Those lines of the data that hold the word "block" are to be copied out.

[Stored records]
-- Opening Marker --

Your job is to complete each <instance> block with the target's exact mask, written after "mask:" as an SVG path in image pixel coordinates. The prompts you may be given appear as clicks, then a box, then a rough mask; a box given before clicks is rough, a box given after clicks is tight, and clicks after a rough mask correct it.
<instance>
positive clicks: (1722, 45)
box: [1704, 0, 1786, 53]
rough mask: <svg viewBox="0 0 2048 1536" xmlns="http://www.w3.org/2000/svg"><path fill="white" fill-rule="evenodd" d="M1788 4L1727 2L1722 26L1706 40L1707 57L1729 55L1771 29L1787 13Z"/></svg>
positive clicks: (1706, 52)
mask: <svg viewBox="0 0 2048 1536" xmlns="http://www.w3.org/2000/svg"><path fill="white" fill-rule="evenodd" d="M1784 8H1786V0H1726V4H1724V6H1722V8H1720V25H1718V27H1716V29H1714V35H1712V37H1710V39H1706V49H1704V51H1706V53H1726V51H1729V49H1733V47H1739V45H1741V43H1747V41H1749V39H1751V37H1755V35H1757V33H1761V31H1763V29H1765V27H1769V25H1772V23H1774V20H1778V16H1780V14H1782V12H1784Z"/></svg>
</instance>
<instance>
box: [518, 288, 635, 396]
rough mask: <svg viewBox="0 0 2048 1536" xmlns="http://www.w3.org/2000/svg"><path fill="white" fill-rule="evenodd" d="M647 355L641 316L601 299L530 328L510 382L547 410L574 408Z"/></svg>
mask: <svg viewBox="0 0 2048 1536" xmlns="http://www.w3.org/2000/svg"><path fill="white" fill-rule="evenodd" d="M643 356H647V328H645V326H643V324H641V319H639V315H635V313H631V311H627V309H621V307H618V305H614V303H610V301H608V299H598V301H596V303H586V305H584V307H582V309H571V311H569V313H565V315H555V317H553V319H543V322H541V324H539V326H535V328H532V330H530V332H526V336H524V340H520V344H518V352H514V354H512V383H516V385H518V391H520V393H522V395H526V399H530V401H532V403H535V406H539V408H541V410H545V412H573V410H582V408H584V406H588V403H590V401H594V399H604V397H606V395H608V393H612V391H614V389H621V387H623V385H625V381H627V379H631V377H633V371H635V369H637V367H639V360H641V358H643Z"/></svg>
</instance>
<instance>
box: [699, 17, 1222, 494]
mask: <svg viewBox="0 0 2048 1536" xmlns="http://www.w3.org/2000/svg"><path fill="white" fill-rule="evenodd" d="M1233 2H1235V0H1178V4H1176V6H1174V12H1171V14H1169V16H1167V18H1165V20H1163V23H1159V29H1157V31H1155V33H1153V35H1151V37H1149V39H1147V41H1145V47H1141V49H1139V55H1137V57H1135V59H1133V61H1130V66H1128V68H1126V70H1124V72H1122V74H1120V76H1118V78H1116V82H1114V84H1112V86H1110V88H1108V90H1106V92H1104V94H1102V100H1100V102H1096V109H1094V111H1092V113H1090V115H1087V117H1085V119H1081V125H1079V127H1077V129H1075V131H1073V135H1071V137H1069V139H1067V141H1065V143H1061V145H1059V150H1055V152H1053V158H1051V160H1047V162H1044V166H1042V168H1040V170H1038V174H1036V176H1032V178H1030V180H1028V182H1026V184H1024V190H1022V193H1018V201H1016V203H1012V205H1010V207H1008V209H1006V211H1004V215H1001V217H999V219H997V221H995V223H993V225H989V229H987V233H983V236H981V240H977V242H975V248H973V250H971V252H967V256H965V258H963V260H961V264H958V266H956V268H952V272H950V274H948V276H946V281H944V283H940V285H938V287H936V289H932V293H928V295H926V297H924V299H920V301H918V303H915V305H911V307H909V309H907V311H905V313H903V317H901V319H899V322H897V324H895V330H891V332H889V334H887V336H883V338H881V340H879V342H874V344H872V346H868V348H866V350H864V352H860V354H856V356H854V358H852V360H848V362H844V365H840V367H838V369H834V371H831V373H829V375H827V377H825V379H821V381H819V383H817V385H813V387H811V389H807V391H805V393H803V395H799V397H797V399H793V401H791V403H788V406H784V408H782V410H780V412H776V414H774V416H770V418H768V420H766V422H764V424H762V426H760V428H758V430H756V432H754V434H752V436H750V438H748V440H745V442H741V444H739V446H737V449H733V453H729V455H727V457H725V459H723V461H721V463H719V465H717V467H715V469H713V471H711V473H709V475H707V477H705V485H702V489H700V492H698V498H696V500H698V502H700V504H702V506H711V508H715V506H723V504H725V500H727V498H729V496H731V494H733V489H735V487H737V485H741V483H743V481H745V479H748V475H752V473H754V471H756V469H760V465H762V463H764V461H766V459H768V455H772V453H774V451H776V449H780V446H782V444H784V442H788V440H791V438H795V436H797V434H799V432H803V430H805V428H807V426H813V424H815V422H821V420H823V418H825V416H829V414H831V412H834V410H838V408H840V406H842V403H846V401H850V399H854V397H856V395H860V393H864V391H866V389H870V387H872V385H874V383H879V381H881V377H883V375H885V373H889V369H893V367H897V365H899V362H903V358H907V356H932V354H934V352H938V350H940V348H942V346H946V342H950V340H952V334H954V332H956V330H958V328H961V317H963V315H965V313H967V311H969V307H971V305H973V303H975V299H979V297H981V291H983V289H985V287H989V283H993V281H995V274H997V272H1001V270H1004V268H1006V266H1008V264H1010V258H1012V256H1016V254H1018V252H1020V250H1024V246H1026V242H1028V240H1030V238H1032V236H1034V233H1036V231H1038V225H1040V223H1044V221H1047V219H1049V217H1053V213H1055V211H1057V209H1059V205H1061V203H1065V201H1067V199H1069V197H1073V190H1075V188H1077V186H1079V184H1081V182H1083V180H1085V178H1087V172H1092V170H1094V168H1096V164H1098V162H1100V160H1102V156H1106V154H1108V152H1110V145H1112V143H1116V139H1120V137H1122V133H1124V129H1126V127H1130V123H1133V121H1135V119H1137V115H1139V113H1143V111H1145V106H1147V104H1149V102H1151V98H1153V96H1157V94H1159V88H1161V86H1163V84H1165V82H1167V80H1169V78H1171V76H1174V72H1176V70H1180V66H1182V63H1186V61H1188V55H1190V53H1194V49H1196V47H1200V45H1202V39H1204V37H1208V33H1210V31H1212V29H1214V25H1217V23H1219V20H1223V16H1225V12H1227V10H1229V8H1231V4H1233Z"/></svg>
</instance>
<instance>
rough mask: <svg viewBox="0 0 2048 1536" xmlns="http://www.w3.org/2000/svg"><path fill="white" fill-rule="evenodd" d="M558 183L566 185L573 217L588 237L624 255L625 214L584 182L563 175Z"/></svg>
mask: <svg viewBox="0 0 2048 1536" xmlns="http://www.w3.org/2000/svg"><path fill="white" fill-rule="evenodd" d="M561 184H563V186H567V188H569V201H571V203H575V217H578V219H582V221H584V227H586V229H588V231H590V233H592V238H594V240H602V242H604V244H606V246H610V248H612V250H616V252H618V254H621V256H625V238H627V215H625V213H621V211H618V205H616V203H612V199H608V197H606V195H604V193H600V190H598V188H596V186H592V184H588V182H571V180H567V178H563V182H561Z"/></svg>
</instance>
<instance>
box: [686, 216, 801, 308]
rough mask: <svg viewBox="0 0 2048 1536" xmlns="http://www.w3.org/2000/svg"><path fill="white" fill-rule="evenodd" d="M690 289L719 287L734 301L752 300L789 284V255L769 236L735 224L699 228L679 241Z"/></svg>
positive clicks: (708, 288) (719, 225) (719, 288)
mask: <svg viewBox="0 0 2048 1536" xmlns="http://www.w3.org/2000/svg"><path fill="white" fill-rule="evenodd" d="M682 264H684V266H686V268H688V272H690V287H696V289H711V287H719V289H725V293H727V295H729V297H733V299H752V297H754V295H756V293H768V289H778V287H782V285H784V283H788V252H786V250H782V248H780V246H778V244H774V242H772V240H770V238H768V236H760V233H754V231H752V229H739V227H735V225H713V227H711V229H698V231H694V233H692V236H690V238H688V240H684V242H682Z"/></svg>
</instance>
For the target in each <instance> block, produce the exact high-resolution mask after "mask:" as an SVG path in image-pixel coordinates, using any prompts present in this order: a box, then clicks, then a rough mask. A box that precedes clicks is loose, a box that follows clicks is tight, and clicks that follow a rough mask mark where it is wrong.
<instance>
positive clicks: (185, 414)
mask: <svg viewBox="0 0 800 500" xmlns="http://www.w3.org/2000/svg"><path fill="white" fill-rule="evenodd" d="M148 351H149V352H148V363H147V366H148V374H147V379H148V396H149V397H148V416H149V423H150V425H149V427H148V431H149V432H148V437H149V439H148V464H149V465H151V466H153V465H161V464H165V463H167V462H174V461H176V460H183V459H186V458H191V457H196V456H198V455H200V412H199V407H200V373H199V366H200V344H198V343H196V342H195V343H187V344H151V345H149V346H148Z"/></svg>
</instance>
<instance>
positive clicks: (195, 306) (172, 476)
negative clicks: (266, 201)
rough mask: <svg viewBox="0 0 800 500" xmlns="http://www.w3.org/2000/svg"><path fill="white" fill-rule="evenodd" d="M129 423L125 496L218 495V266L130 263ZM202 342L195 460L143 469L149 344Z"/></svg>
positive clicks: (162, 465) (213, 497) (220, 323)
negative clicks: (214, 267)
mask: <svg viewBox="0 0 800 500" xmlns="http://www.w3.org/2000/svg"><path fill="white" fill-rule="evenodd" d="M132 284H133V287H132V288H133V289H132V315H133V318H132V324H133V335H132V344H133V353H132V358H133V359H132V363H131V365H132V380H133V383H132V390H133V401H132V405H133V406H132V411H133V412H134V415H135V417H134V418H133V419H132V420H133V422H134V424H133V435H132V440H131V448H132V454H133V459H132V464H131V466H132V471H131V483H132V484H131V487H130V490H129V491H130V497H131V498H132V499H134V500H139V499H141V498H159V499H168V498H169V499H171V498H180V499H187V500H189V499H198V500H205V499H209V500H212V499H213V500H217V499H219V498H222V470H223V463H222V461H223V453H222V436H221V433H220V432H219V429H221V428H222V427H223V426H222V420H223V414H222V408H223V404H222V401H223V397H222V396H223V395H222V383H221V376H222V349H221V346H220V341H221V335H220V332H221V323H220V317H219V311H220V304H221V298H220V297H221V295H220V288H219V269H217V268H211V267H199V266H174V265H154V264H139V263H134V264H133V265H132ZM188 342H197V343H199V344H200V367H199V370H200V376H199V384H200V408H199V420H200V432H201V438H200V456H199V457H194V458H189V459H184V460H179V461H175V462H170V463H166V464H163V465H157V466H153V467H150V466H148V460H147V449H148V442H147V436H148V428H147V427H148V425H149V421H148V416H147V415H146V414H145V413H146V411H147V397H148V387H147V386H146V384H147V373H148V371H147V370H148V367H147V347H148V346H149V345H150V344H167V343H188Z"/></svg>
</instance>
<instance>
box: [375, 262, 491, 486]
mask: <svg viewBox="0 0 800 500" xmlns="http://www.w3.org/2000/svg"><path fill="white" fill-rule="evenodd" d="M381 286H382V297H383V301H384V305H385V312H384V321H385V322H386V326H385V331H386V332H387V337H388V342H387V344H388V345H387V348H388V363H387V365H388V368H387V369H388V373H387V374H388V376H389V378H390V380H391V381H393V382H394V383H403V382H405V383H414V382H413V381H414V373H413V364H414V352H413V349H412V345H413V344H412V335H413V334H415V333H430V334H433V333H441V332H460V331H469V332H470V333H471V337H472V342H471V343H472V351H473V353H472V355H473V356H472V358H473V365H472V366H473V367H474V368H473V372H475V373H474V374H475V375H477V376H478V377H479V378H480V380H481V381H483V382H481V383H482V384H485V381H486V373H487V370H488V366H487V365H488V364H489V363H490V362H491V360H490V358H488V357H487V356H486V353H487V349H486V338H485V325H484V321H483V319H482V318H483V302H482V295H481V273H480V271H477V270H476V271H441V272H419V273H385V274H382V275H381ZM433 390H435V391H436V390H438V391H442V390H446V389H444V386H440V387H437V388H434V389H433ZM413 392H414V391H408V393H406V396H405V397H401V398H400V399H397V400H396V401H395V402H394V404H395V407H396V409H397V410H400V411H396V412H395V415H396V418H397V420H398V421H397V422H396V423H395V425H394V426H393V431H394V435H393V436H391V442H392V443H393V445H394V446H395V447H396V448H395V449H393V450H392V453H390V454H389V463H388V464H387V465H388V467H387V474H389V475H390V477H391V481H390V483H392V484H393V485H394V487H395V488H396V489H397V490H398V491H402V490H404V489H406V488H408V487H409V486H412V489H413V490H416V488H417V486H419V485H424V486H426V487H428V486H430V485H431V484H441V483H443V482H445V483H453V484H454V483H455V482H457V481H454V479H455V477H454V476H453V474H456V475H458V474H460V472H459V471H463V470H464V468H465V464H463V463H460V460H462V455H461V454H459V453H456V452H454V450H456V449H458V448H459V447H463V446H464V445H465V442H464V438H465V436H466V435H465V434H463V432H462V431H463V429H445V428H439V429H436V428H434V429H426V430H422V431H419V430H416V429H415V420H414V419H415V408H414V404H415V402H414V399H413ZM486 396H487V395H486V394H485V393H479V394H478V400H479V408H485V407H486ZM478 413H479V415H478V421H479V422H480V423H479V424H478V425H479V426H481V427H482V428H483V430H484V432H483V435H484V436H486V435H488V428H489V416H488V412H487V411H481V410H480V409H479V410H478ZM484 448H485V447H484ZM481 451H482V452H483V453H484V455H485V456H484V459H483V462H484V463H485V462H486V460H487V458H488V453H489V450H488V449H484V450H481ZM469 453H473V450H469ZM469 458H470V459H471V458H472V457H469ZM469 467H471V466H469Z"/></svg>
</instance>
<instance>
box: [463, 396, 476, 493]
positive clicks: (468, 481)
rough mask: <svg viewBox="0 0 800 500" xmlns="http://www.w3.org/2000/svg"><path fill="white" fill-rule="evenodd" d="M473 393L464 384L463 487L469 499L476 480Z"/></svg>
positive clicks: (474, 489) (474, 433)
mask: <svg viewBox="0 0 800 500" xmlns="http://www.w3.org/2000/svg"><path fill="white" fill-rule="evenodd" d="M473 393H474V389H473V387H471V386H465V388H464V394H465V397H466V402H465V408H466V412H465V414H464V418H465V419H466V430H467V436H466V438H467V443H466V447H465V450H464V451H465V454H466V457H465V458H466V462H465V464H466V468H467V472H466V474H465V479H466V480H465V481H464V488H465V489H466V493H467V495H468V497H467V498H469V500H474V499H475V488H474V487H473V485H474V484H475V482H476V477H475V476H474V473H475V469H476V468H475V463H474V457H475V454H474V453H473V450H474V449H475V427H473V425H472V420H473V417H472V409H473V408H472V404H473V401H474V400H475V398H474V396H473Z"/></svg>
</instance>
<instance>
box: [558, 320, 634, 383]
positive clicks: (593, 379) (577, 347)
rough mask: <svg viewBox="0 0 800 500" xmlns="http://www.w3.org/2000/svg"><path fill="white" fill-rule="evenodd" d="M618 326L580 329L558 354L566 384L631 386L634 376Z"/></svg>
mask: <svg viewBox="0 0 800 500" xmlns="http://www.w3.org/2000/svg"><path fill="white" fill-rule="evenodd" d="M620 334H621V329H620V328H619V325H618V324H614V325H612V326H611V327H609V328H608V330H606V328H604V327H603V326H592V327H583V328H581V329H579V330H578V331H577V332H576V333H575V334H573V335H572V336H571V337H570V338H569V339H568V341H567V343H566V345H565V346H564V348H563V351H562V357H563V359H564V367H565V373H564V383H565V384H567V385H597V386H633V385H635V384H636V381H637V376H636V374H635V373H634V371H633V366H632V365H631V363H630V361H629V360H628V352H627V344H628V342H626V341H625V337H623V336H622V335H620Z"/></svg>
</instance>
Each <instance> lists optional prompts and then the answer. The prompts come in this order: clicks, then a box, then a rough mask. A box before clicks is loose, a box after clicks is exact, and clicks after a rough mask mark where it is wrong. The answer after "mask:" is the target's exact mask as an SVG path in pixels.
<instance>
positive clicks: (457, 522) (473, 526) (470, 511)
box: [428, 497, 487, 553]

-- Closing Marker --

■ **PROBLEM SOLUTION**:
Your job is to complete each <instance> block with the target's exact mask, written after "mask:" as an SVG path in image pixel coordinates. The prompts you may be given appear as clicks, then a box, then a rough mask; a box given before clicks is rough, a box given after clicks is tight, and clicks after a rough mask correct it.
For the target in each <instance> block, produce the exact high-resolution mask after "mask:" as an SVG path in image-pixel coordinates, using any prompts present in this order: a box, then clicks, then a rough mask. A box that precedes clicks is loose, a box that follows clicks is tight, and clicks that follow a rough mask mark where it is wrong.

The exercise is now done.